[Instrução]: Reproduza sem alterações o trecho do texto sobre a modernidade que começa nas palavras "Falar em modernidade" e termina em "histórica da modernidade.".

[Excerto da página]:
------------------------------------------------
18 Janeiro 2023
“Tudo que é sólido se dissolve no ar…”
“Manifesto Comunista”, Karl Marx e Friedrich Engels, (1848)
Falar em modernidade situa-nos num tempo em que tudo parece “novo” e “moderno”. Desde a proliferação de novas tecnologias e novos processos de fabrico até à multiplicação de novos e eficientes equipamentos que facilitam a vida dos cidadãos, o conceito “modernidade” pretende representar uma ruptura com o passado. Podendo ser vista como uma transição do velho para o novo, a “modernidade”, já classificada, entretanto, como “pós-modernidade”, pode bem ser, como afirmou Habermas, “um projecto inacabado”. Aqui se ensaia uma compreensão da construção histórica da modernidade.
------------------------------------------------
(Entradas de dados recolhidos)
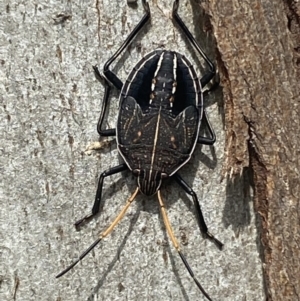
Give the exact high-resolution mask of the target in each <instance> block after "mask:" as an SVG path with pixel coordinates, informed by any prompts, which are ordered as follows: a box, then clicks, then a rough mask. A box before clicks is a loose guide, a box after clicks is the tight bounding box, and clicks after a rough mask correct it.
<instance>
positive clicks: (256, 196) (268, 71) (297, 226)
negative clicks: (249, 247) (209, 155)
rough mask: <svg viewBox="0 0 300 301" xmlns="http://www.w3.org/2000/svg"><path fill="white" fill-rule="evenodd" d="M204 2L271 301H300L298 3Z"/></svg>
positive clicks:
------------------------------------------------
[Resposta ao exercício]:
Falar em modernidade situa-nos num tempo em que tudo parece “novo” e “moderno”. Desde a proliferação de novas tecnologias e novos processos de fabrico até à multiplicação de novos e eficientes equipamentos que facilitam a vida dos cidadãos, o conceito “modernidade” pretende representar uma ruptura com o passado. Podendo ser vista como uma transição do velho para o novo, a “modernidade”, já classificada, entretanto, como “pós-modernidade”, pode bem ser, como afirmou Habermas, “um projecto inacabado”. Aqui se ensaia uma compreensão da construção histórica da modernidade.